Learn to perform accurate, local Speech Recognition using the open-source Whisper model. This guide covers setup, basic transcription, and model selection for building voice-enabled applications without relying on cloud APIs. Get started transcribing audio in minutes.

intermediate30 min5 steps

The play

Set Up Your Environment
Whisper requires the `ffmpeg` command-line tool for audio processing. Install it first using your system's package manager (e.g., `brew install ffmpeg` on macOS, `sudo apt install ffmpeg` on Debian/Ubuntu). Then, install the Python library.
Perform Basic Transcription
Create a Python script to load a Whisper model and transcribe an audio file. The `base` model is a good starting point, offering a balance between speed and accuracy for English. This is the core of the Speech Recognition skill.
Improve Accuracy with Larger Models
Whisper offers various model sizes (`tiny`, `base`, `small`, `medium`, `large`). Larger models provide better accuracy, especially for noisy audio or diverse languages, at the cost of speed and computational resources. Simply change the model name in `load_model`.
Enable Language Identification
A key capability of Speech Recognition is identifying the language being spoken. Whisper can do this automatically. By not specifying a language in the `transcribe` function, it will auto-detect it and include it in the output.
Extract Word-Level Timestamps
For agentic voice pipelines, knowing *when* a word was said is crucial. Set `word_timestamps=True` in the `transcribe` call to get start and end times for each word, enabling more responsive and interactive applications.

Starter code

import whisper
import os

# This starter script requires `pydub` to generate a test file.
# Install it with: pip install pydub

# --- 1. Generate a dummy audio file for testing ---
# This avoids needing a separate audio file. Requires ffmpeg to be installed.
try:
    from pydub import AudioSegment
    from pydub.generators import Sine

    # Generate a 3-second sine wave at 440 Hz (note 'A')
    sine_wave = Sine(440).to_audio_segment(duration=3000) # duration in ms
    # Add 1 second of silence at the beginning
    silence = AudioSegment.silent(duration=1000)
    audio_segment = silence + sine_wave

    # Export as WAV
    audio_file = "generated_speech_test.wav"
+++
Tasks to carry out:
1. In the Whisper speech recognition guide, what setting in the `transcribe` call gives start and end times for each word?
2. Pick up the Whisper speech recognition guide at the point where it stops and carry it forward.

Data lines:
+++
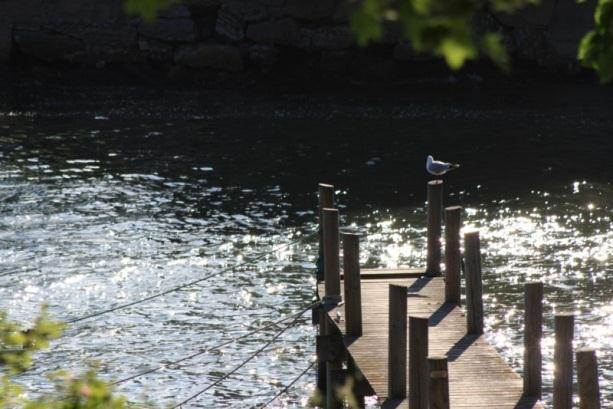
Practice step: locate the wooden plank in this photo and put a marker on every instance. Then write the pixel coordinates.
(385, 273)
(471, 359)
+++
Results for the exercise:
1. `word_timestamps=True`

2.
    audio_segment.export(audio_file, format="wav")
    print(f"Successfully created test audio file: {audio_file}")

except ImportError:
    print("\nPlease install pydub (`pip install pydub`) to auto-generate a test audio file.")
    print("Alternatively, create a file named 'generated_speech_test.wav' manually.")
    exit()
except Exception as e:
    print(f"Error creating audio file: {e}")
    print("Please ensure ffmpeg is installed and accessible in your system's PATH.")
    exit()

# --- 2. Perform Speech Recognition with Whisper ---
if os.path.exists(audio_file):
    print("\nLoading Whisper model ('base'). This may take a moment on first run...")
    # Using the 'base' model for a good balance of speed and accuracy
    model = whisper.load_model("base")

    print(f"Transcribing {audio_file}...")
    # Note: The generated audio is a sine wave, so Whisper will likely transcribe silence or nonsensical words.
    # Replace 'generated_speech_test.wav' with a real speech file for an actual transcription.
    result = model.transcribe(audio_file)

    print("\n--- Transcription Result ---")
    # For the generated sine wave, the text will be empty or nonsensical.
    # This demonstrates the process is working.
    print(f"Detected Language: {result['language']}")
    print(f"Transcription: {result['text']}")
    print("\nStarter script finished. Replace 'generated_speech_test.wav' with your own audio file to see a real transcription.")

    # Clean up the generated file
    os.remove(audio_file)